* _THE REQUEST_:
List every line in the listing below that contains the word "road", copying each one in full.
-------- MATERIALS PROVIDED --------
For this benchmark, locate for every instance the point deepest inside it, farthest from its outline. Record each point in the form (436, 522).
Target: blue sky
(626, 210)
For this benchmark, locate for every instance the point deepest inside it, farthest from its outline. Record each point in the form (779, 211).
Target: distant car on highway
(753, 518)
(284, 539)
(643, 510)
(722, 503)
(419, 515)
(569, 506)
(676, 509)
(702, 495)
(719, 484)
--------
-------- MATERIALS PROVIDED --------
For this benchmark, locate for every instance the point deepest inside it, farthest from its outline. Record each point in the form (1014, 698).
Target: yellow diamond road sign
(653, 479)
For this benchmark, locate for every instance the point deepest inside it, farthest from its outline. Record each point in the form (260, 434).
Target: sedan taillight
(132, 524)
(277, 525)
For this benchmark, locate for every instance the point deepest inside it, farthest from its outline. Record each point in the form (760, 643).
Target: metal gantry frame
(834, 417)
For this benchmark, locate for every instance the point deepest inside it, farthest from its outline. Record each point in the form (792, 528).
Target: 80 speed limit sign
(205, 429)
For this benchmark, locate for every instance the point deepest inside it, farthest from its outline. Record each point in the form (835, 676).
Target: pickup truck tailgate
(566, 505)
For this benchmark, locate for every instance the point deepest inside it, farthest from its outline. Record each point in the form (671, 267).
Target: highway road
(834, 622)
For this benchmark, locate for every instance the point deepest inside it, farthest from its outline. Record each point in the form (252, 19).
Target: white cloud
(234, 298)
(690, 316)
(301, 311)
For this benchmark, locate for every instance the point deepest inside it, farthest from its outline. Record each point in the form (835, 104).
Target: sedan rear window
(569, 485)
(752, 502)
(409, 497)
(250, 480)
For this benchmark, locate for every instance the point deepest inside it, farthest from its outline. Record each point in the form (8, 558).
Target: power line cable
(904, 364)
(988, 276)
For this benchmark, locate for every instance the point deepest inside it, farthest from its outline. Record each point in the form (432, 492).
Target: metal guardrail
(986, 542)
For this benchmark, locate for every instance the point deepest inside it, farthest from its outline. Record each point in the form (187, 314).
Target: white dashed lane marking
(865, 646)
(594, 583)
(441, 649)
--------
-------- MATERIALS PROVIDED --------
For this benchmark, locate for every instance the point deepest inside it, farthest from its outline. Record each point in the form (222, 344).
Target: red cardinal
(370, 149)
--------
* _FINISHED TASK_:
Target: yellow diamond road sign
Target: highway road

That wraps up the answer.